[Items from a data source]

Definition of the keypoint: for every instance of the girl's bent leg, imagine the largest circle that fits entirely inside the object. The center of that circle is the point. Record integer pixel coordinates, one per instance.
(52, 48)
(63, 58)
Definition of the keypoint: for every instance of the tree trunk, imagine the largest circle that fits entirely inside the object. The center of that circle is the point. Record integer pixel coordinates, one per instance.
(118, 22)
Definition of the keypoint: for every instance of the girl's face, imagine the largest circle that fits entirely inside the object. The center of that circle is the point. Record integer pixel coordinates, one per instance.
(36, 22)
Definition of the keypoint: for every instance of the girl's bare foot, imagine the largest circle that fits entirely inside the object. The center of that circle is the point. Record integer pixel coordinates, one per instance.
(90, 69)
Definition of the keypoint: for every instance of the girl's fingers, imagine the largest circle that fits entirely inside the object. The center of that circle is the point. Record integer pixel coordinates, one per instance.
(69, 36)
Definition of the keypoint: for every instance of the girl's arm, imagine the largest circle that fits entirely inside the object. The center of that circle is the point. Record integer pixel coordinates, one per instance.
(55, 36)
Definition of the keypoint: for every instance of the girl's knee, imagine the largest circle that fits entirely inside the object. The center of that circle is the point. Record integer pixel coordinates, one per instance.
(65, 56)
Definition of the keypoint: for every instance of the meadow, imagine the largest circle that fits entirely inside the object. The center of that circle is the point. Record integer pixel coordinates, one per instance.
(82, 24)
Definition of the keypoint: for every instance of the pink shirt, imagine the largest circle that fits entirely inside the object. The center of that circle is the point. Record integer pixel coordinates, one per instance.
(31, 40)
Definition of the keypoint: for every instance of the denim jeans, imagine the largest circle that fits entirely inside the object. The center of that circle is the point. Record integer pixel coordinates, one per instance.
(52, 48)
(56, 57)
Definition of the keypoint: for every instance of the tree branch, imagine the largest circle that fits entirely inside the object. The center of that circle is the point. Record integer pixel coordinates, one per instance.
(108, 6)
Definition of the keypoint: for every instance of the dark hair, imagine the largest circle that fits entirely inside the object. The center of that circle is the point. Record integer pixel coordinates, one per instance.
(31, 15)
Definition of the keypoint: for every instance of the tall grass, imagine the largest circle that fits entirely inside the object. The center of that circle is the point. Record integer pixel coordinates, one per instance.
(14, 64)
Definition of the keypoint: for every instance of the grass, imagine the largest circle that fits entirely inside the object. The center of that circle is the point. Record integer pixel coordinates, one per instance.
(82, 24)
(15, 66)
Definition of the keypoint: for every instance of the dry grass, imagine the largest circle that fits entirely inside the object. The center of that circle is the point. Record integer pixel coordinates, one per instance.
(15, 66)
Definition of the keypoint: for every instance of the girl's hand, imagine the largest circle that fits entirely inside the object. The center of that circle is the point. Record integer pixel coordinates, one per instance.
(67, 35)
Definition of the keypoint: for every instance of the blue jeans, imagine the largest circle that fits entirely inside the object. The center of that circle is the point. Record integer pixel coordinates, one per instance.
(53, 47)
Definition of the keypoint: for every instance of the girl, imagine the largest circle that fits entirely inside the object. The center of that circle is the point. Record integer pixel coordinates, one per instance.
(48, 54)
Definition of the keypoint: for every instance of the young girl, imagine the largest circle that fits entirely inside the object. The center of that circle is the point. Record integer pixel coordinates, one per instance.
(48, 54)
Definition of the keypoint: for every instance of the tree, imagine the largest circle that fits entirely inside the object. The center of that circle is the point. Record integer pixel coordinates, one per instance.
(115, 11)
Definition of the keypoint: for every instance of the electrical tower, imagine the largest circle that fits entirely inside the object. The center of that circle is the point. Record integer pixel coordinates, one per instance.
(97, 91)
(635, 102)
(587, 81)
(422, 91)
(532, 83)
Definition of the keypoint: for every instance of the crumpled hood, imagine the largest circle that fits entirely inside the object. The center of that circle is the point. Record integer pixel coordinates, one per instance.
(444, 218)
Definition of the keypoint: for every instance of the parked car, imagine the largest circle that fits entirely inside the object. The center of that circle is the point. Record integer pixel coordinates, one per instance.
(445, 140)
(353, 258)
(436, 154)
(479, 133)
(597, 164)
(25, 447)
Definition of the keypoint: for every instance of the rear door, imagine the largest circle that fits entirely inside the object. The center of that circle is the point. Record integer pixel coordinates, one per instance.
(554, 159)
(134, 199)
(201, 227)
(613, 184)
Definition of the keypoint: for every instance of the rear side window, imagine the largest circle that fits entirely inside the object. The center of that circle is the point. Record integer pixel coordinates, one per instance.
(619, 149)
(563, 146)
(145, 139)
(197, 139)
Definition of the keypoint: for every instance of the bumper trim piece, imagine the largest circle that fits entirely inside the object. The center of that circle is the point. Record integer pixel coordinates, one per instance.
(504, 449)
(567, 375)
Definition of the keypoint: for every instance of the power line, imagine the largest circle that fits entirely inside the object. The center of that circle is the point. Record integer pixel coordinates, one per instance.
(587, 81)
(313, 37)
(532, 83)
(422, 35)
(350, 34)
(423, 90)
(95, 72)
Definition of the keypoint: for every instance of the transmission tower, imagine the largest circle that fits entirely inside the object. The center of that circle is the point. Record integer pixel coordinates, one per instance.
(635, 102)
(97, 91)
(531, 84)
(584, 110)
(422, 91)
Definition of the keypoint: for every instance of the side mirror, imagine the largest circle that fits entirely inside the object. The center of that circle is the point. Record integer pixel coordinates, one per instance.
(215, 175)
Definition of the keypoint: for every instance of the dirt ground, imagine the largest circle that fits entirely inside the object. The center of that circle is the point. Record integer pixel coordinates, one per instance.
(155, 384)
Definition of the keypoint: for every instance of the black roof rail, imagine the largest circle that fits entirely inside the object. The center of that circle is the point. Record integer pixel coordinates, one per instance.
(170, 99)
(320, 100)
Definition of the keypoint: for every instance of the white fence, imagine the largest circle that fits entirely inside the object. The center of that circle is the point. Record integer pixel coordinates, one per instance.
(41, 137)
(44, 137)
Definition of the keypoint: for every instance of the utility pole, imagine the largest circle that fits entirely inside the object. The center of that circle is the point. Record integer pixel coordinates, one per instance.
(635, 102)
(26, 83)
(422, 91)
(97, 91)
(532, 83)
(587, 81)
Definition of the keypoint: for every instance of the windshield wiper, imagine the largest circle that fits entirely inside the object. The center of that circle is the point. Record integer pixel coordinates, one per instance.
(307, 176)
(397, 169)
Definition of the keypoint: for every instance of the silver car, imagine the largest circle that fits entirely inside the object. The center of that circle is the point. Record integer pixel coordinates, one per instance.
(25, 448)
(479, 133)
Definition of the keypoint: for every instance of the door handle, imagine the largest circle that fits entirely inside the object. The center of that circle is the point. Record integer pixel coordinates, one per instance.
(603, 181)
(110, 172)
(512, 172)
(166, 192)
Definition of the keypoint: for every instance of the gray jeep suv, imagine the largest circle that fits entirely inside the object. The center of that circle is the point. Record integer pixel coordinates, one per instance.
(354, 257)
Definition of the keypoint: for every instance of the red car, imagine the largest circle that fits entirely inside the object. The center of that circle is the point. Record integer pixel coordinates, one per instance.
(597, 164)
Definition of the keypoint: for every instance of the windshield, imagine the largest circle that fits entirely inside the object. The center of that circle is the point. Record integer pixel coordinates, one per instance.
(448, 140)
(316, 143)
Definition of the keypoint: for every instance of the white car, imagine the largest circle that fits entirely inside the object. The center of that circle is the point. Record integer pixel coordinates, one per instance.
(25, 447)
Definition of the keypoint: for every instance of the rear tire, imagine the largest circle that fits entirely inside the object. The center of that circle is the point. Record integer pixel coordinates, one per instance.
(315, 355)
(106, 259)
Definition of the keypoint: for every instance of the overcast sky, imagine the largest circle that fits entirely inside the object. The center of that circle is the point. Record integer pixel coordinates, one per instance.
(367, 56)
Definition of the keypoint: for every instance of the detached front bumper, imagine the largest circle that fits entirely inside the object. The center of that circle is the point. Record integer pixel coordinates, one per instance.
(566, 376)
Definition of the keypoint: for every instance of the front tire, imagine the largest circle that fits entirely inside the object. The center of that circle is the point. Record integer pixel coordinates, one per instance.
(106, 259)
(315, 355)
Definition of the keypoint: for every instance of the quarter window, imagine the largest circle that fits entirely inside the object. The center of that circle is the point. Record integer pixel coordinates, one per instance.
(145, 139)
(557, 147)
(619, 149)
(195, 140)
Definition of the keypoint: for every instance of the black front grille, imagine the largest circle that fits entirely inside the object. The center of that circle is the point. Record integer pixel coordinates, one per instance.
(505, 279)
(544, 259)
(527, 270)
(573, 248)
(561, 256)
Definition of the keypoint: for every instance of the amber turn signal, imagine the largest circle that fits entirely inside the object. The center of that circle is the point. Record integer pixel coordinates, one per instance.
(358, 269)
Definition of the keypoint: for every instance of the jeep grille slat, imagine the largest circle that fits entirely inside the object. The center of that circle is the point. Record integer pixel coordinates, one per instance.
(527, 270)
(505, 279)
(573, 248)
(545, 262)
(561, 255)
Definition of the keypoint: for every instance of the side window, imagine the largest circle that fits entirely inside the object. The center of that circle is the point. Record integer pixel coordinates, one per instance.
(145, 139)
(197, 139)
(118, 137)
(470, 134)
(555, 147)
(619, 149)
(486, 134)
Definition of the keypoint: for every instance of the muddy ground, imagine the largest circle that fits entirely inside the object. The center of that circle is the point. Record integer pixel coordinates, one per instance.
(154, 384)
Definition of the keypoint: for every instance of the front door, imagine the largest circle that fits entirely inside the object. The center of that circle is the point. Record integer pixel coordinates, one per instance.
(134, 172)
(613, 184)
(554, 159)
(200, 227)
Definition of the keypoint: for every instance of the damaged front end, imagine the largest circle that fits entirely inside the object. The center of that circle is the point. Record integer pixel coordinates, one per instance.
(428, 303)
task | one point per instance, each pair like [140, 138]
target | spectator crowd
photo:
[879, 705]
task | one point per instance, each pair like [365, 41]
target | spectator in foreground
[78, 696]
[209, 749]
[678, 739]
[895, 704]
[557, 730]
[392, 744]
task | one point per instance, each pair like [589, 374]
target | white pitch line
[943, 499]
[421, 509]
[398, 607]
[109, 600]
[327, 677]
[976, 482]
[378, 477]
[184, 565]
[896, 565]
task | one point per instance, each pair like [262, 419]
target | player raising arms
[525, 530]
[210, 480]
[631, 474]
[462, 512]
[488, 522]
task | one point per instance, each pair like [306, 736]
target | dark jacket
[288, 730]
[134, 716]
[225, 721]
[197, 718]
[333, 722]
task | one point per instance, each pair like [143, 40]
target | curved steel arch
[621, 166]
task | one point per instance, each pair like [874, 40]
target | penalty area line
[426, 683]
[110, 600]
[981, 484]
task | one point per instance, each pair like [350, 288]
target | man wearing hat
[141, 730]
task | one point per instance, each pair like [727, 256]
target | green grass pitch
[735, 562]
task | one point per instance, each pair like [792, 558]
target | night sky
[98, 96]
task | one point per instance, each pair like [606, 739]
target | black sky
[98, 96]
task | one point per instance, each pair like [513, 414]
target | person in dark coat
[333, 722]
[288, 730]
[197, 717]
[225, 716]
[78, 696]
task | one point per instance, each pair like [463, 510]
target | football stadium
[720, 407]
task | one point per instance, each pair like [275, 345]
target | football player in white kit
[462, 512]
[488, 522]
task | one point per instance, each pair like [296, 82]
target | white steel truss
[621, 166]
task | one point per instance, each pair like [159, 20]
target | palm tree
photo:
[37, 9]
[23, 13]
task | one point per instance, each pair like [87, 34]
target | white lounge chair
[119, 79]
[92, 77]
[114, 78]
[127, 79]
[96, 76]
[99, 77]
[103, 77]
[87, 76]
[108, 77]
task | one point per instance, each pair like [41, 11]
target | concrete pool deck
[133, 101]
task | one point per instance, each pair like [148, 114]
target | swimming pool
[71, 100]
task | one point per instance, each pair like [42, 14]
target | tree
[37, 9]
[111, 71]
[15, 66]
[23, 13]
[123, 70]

Written problem.
Convert the part of the entries that opens with the line containing "task | one point per instance, each pair like [42, 14]" and runs through the last entry into a two-column CSV with the columns text and answer. Give one row per entry, with each value in a single quoted field and line breaks turned into spaces.

Problem solution.
text,answer
"task | one point per instance, each pair like [42, 14] target | tree","[37, 9] [111, 71] [15, 66] [23, 13] [123, 70]"